Support Vector Machine

Margin-maximizing classifier with kernel trick for non-linear boundaries

  • Used for both classification and regression tasks.
  • Core idea: Find optimal hyperplane that maximizes margin between classes.

Geometric Interpretation

  • There are many hyperplanes that separate positive and negative points.
  • We want to find the margin-maximizing hyperplane.
  • Margin is the perpendicular distance between two hyperplanes $H^{+}$ and $H^{-}$.
  • Points through which $H^{+}$ or $H^{-}$ pass are called support vectors.

Derivation

  • $H$: $w^T x + b = 0$
  • $H^{+}$: $w^T x + b = 1$ (positive class boundary)
  • $H^{-}$: $w^T x + b = -1$ (negative class boundary)
  • Margin: $d = \frac{2}{|w|}$

For linearly separable data:

\[w^{\star}, b^{\star} = \arg\min_{w,b} \frac{\|w\|^2}{2} \quad \text{s.t. } y_i(w^T x_i + b) \ge 1 \; \forall i\]

For non-linearly separable data (soft margin):

\[w^{\star}, b^{\star} = \arg\min_{w,b} \frac{\|w\|^2}{2} + C \sum_i^N \xi_i\]

where $\xi_i \ge 0$ are slack variables and $C$ is the regularization parameter.

Named region outline entries
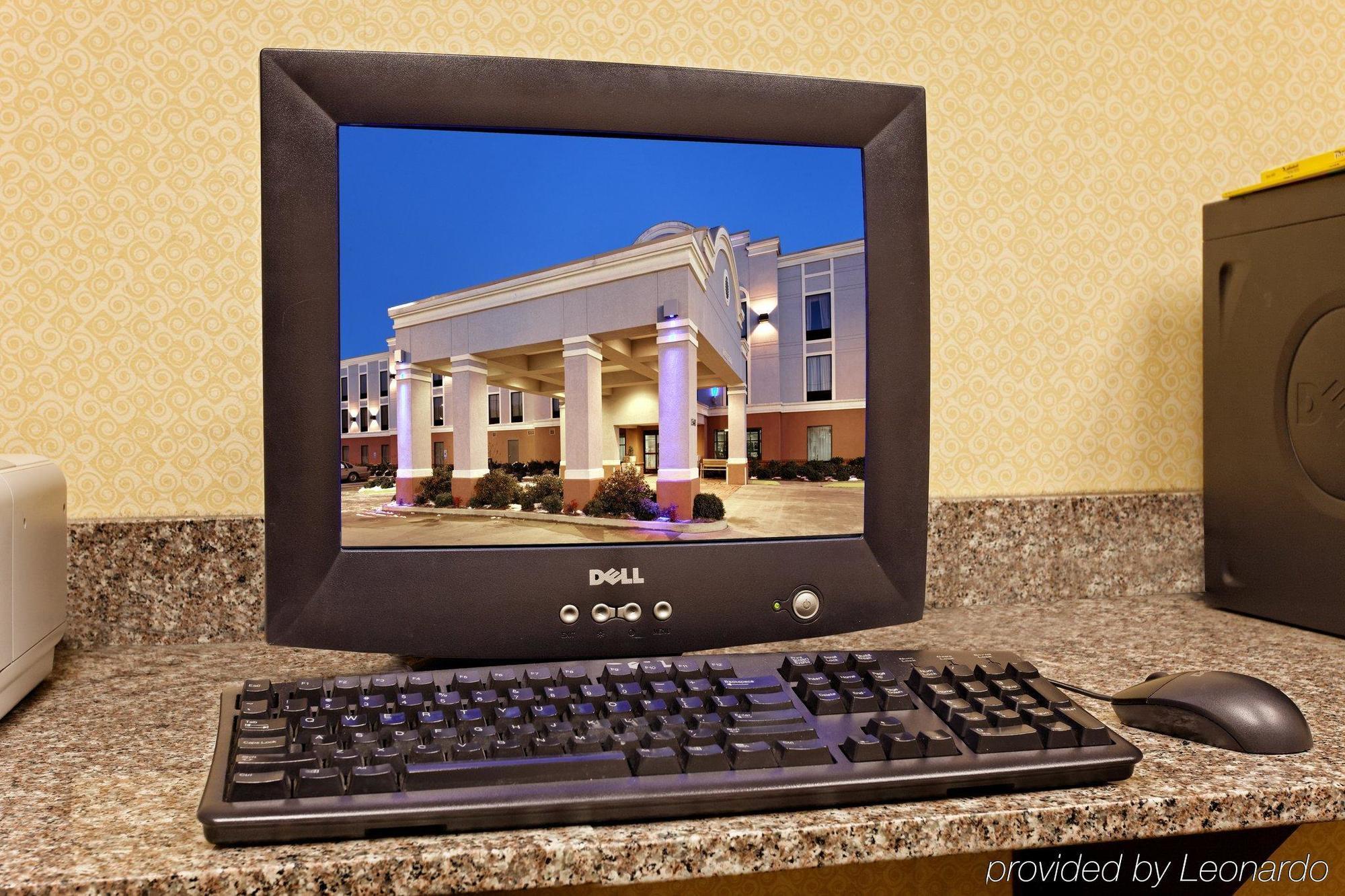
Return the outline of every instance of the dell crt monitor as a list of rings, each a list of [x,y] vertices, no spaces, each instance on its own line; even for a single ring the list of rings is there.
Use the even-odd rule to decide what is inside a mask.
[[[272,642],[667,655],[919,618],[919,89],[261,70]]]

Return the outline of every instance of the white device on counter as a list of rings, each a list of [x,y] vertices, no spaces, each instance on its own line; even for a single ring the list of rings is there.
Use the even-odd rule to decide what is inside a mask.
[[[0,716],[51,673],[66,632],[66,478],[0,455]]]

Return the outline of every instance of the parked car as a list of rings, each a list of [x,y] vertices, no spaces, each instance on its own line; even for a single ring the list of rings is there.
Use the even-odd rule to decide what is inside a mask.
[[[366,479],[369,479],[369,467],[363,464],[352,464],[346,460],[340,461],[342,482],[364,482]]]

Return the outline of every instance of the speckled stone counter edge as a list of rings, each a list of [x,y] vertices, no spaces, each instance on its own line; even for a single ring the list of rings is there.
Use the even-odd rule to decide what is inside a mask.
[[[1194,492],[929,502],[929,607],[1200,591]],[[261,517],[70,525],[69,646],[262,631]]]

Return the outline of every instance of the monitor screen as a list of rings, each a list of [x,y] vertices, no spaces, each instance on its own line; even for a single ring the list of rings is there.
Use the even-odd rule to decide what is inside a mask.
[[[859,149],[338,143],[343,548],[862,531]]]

> _AIM 1_
In the support vector machine text, what does C stand for?
> _AIM 2_
Pull out every line of the entries that contains the string "counter", matching case exactly.

> _EXERCISE RESULT 1_
The regularization parameter.

> _EXERCISE RESULT 2_
Return the outline of every instance of the white device on counter as a list of rings, each a list of [x,y] vertices, no spaces, each instance on its own line; even for a single ring the list of rings is there.
Return the outline of every instance of the speckled stone counter edge as a list of rings, each a list of [x,y] vertices, no spaces, each instance on its own line; even for a single ring the list of rings is there.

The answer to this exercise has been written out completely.